(Dataset items)

>> begin

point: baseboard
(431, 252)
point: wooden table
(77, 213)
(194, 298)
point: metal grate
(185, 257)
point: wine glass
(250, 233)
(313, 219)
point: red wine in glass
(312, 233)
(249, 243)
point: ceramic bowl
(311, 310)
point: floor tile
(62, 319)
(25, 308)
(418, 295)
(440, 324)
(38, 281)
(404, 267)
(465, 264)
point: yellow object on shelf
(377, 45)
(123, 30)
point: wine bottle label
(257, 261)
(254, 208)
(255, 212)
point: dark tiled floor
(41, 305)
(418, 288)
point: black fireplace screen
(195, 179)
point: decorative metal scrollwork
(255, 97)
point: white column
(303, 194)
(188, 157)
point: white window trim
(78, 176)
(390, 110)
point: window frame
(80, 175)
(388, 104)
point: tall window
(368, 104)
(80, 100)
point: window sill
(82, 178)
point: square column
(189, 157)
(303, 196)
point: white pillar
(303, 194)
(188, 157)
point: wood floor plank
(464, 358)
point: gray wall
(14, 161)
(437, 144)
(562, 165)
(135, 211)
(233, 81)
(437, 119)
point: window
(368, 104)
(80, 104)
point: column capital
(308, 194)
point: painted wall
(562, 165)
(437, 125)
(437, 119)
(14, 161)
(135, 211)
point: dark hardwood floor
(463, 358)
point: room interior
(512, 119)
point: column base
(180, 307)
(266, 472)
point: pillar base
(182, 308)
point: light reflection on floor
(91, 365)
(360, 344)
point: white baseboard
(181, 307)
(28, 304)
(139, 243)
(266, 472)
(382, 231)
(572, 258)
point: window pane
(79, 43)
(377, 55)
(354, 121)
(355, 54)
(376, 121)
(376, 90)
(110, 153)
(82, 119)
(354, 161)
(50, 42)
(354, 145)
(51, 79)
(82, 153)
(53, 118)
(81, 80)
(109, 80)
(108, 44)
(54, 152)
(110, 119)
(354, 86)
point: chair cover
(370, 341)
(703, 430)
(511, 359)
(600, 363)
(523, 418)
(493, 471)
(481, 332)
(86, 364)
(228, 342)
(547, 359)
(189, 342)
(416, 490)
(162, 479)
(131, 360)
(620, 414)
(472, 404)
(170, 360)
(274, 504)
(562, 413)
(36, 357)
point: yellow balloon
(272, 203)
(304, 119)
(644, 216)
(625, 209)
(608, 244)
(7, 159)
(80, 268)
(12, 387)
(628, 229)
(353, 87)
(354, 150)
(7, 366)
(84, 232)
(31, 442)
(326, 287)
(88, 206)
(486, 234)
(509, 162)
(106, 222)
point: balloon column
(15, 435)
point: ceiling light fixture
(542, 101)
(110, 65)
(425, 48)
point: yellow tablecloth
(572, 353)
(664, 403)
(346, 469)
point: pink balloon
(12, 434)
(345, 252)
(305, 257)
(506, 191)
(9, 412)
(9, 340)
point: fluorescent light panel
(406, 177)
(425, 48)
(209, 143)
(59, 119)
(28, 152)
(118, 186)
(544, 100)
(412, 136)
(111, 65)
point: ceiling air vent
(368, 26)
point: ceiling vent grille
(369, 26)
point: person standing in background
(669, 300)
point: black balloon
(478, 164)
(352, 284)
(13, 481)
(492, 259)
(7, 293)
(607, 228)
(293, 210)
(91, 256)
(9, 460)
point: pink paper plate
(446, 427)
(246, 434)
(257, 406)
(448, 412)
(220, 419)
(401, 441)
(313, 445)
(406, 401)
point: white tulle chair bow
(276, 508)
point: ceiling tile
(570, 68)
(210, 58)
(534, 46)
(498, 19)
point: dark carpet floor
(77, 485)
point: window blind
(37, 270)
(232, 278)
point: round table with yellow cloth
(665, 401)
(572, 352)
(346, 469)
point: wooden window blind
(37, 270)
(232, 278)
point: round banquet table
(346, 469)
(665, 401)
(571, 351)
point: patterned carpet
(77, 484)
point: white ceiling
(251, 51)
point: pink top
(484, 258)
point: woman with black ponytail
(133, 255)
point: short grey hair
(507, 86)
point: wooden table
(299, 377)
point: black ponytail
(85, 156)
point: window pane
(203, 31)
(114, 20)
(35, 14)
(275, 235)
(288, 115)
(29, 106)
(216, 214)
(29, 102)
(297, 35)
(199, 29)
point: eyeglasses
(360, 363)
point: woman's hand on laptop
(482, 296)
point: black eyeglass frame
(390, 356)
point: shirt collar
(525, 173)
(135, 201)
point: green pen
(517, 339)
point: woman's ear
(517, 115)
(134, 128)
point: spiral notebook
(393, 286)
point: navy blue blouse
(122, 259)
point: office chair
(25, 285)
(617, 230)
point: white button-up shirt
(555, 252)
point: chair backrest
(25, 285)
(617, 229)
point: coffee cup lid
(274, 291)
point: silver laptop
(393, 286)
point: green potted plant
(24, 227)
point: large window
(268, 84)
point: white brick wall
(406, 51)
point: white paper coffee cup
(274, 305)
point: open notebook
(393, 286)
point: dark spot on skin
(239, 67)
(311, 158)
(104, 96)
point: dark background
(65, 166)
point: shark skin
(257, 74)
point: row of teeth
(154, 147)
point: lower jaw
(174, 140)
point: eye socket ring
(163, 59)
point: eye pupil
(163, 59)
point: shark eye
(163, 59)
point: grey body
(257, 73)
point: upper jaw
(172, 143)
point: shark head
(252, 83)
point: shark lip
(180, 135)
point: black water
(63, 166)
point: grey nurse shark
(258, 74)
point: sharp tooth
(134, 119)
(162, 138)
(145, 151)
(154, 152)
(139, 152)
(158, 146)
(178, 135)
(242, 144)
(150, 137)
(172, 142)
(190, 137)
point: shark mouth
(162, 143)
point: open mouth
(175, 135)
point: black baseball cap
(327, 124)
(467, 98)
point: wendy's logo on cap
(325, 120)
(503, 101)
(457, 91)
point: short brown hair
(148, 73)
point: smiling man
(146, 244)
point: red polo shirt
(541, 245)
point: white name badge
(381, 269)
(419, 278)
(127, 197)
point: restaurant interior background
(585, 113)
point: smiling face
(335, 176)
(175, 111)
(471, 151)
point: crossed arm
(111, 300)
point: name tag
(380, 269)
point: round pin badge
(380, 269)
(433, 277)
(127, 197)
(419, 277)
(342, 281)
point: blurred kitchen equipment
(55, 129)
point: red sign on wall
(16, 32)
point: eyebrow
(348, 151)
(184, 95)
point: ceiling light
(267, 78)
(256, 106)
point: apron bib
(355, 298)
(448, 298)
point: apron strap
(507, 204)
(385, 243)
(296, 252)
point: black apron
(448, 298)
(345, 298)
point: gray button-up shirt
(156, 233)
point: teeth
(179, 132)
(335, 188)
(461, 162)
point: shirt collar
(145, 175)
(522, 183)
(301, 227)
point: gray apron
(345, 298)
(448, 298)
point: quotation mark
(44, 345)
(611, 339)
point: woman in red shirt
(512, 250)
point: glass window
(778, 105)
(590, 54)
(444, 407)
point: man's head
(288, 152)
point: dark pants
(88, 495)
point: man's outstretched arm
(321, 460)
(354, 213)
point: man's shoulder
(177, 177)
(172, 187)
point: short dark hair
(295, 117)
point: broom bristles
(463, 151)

>> end

> _What you will do_
Recast the listing above as a JSON array of strings, one string per line, leaving out any blank lines.

> _Complete response_
[
  "point: baseboard",
  "(431, 252)",
  "point: wooden table",
  "(77, 213)",
  "(194, 298)",
  "point: metal grate",
  "(185, 257)",
  "point: wine glass",
  "(250, 233)",
  "(313, 219)",
  "point: red wine in glass",
  "(312, 233)",
  "(249, 243)",
  "point: ceramic bowl",
  "(311, 310)",
  "point: floor tile",
  "(62, 319)",
  "(25, 308)",
  "(418, 295)",
  "(440, 324)",
  "(38, 281)",
  "(404, 267)",
  "(465, 264)",
  "point: yellow object on shelf",
  "(377, 45)",
  "(123, 30)",
  "point: wine bottle label",
  "(257, 261)",
  "(254, 208)",
  "(255, 212)",
  "point: dark tiled floor",
  "(41, 305)",
  "(418, 288)",
  "point: black fireplace screen",
  "(195, 179)",
  "point: decorative metal scrollwork",
  "(255, 97)",
  "point: white column",
  "(303, 194)",
  "(188, 157)",
  "point: white window trim",
  "(78, 176)",
  "(390, 110)",
  "point: window frame",
  "(80, 175)",
  "(388, 104)",
  "point: tall window",
  "(368, 104)",
  "(80, 100)",
  "point: window sill",
  "(82, 178)",
  "point: square column",
  "(189, 157)",
  "(303, 196)",
  "point: white pillar",
  "(303, 194)",
  "(188, 157)",
  "point: wood floor plank",
  "(464, 358)",
  "point: gray wall",
  "(14, 161)",
  "(437, 144)",
  "(562, 165)",
  "(135, 211)",
  "(233, 81)",
  "(437, 119)",
  "point: window",
  "(368, 104)",
  "(80, 104)",
  "point: column capital",
  "(308, 194)",
  "point: painted wall",
  "(562, 165)",
  "(437, 125)",
  "(437, 119)",
  "(14, 161)",
  "(135, 211)",
  "point: dark hardwood floor",
  "(463, 358)",
  "point: room interior",
  "(512, 119)",
  "point: column base",
  "(180, 307)",
  "(266, 472)",
  "point: pillar base",
  "(182, 308)",
  "point: light reflection on floor",
  "(91, 365)",
  "(360, 344)",
  "point: white baseboard",
  "(181, 307)",
  "(28, 304)",
  "(139, 243)",
  "(266, 472)",
  "(382, 231)",
  "(572, 258)",
  "point: window pane",
  "(79, 43)",
  "(377, 55)",
  "(354, 121)",
  "(355, 54)",
  "(376, 121)",
  "(376, 90)",
  "(110, 153)",
  "(82, 119)",
  "(354, 161)",
  "(50, 42)",
  "(354, 145)",
  "(51, 79)",
  "(82, 153)",
  "(53, 118)",
  "(81, 80)",
  "(109, 80)",
  "(108, 44)",
  "(54, 152)",
  "(110, 119)",
  "(354, 86)",
  "point: chair cover",
  "(370, 341)",
  "(703, 430)",
  "(511, 359)",
  "(600, 363)",
  "(523, 418)",
  "(493, 471)",
  "(481, 332)",
  "(86, 364)",
  "(228, 342)",
  "(547, 359)",
  "(189, 342)",
  "(416, 490)",
  "(162, 479)",
  "(131, 360)",
  "(620, 414)",
  "(472, 404)",
  "(170, 360)",
  "(274, 504)",
  "(562, 413)",
  "(36, 357)",
  "point: yellow balloon",
  "(272, 203)",
  "(304, 119)",
  "(644, 216)",
  "(625, 209)",
  "(608, 244)",
  "(7, 159)",
  "(80, 268)",
  "(12, 387)",
  "(628, 229)",
  "(353, 87)",
  "(354, 150)",
  "(7, 366)",
  "(84, 232)",
  "(31, 442)",
  "(326, 287)",
  "(88, 206)",
  "(486, 234)",
  "(509, 162)",
  "(106, 222)",
  "point: balloon column",
  "(15, 435)",
  "point: ceiling light fixture",
  "(542, 101)",
  "(110, 65)",
  "(425, 48)",
  "point: yellow tablecloth",
  "(572, 353)",
  "(664, 403)",
  "(346, 469)",
  "point: pink balloon",
  "(12, 434)",
  "(345, 252)",
  "(305, 257)",
  "(506, 191)",
  "(9, 412)",
  "(9, 340)",
  "point: fluorescent light panel",
  "(406, 177)",
  "(425, 48)",
  "(209, 143)",
  "(59, 119)",
  "(28, 152)",
  "(118, 186)",
  "(544, 100)",
  "(412, 136)",
  "(111, 65)",
  "point: ceiling air vent",
  "(368, 26)",
  "point: ceiling vent grille",
  "(369, 26)",
  "point: person standing in background",
  "(669, 300)",
  "point: black balloon",
  "(478, 164)",
  "(352, 284)",
  "(13, 481)",
  "(492, 259)",
  "(7, 293)",
  "(607, 228)",
  "(293, 210)",
  "(91, 256)",
  "(9, 460)",
  "point: pink paper plate",
  "(446, 427)",
  "(246, 434)",
  "(257, 406)",
  "(448, 412)",
  "(220, 419)",
  "(401, 441)",
  "(313, 445)",
  "(406, 401)",
  "point: white tulle chair bow",
  "(276, 508)",
  "point: ceiling tile",
  "(570, 68)",
  "(210, 58)",
  "(534, 46)",
  "(498, 19)",
  "point: dark carpet floor",
  "(77, 485)",
  "point: window blind",
  "(37, 270)",
  "(232, 278)",
  "point: round table with yellow cloth",
  "(665, 401)",
  "(572, 352)",
  "(346, 469)",
  "point: wooden window blind",
  "(37, 270)",
  "(232, 278)",
  "point: round banquet table",
  "(346, 469)",
  "(665, 401)",
  "(571, 351)",
  "point: patterned carpet",
  "(77, 484)",
  "point: white ceiling",
  "(251, 51)",
  "point: pink top",
  "(484, 258)",
  "point: woman with black ponytail",
  "(133, 255)",
  "point: short grey hair",
  "(507, 86)",
  "point: wooden table",
  "(299, 377)",
  "point: black ponytail",
  "(85, 156)",
  "point: window pane",
  "(203, 31)",
  "(114, 20)",
  "(35, 14)",
  "(275, 235)",
  "(288, 115)",
  "(29, 106)",
  "(216, 214)",
  "(29, 102)",
  "(297, 35)",
  "(199, 29)",
  "point: eyeglasses",
  "(360, 363)",
  "point: woman's hand on laptop",
  "(482, 296)",
  "point: black eyeglass frame",
  "(390, 356)",
  "point: shirt collar",
  "(525, 173)",
  "(135, 201)",
  "point: green pen",
  "(517, 339)",
  "point: woman's ear",
  "(517, 115)",
  "(134, 128)",
  "point: spiral notebook",
  "(393, 286)",
  "point: navy blue blouse",
  "(122, 259)",
  "point: office chair",
  "(25, 285)",
  "(617, 230)",
  "point: white button-up shirt",
  "(555, 252)",
  "point: chair backrest",
  "(25, 285)",
  "(617, 229)",
  "point: coffee cup lid",
  "(274, 291)",
  "point: silver laptop",
  "(393, 286)",
  "point: green potted plant",
  "(24, 227)",
  "point: large window",
  "(268, 84)",
  "point: white brick wall",
  "(406, 51)",
  "point: white paper coffee cup",
  "(274, 305)",
  "point: open notebook",
  "(393, 286)",
  "point: dark spot on skin",
  "(239, 67)",
  "(311, 158)",
  "(104, 96)",
  "point: dark background",
  "(65, 166)",
  "point: shark skin",
  "(257, 74)",
  "point: row of teeth",
  "(154, 147)",
  "point: lower jaw",
  "(174, 140)",
  "point: eye socket ring",
  "(163, 59)",
  "point: eye pupil",
  "(163, 59)",
  "point: shark eye",
  "(163, 59)",
  "point: grey body",
  "(257, 73)",
  "point: upper jaw",
  "(172, 143)",
  "point: shark head",
  "(252, 83)",
  "point: shark lip",
  "(180, 135)",
  "point: black water",
  "(63, 166)",
  "point: grey nurse shark",
  "(258, 74)",
  "point: sharp tooth",
  "(134, 119)",
  "(162, 138)",
  "(145, 151)",
  "(154, 152)",
  "(139, 152)",
  "(158, 146)",
  "(178, 135)",
  "(242, 144)",
  "(150, 137)",
  "(172, 142)",
  "(190, 137)",
  "point: shark mouth",
  "(162, 143)",
  "point: open mouth",
  "(175, 135)",
  "point: black baseball cap",
  "(327, 124)",
  "(467, 98)",
  "point: wendy's logo on cap",
  "(325, 120)",
  "(503, 101)",
  "(457, 91)",
  "point: short brown hair",
  "(148, 73)",
  "point: smiling man",
  "(146, 244)",
  "point: red polo shirt",
  "(541, 245)",
  "point: white name badge",
  "(381, 269)",
  "(419, 278)",
  "(127, 197)",
  "point: restaurant interior background",
  "(585, 113)",
  "point: smiling face",
  "(335, 176)",
  "(175, 111)",
  "(471, 151)",
  "point: crossed arm",
  "(111, 300)",
  "point: name tag",
  "(380, 269)",
  "point: round pin badge",
  "(380, 269)",
  "(433, 277)",
  "(127, 197)",
  "(419, 277)",
  "(342, 281)",
  "point: blurred kitchen equipment",
  "(55, 129)",
  "point: red sign on wall",
  "(16, 32)",
  "point: eyebrow",
  "(348, 151)",
  "(184, 95)",
  "point: ceiling light",
  "(267, 78)",
  "(256, 106)",
  "point: apron bib",
  "(355, 298)",
  "(448, 298)",
  "point: apron strap",
  "(507, 204)",
  "(385, 243)",
  "(296, 252)",
  "point: black apron",
  "(448, 298)",
  "(345, 298)",
  "point: gray button-up shirt",
  "(156, 233)",
  "point: teeth",
  "(179, 132)",
  "(335, 188)",
  "(461, 162)",
  "point: shirt collar",
  "(145, 175)",
  "(522, 183)",
  "(301, 227)",
  "point: gray apron",
  "(345, 298)",
  "(448, 298)",
  "point: quotation mark",
  "(44, 345)",
  "(611, 339)",
  "point: woman in red shirt",
  "(512, 250)",
  "point: glass window",
  "(778, 105)",
  "(590, 54)",
  "(444, 407)",
  "point: man's head",
  "(288, 152)",
  "point: dark pants",
  "(88, 495)",
  "point: man's outstretched arm",
  "(321, 460)",
  "(354, 213)",
  "point: man's shoulder",
  "(177, 177)",
  "(172, 187)",
  "point: short dark hair",
  "(295, 117)",
  "point: broom bristles",
  "(463, 151)"
]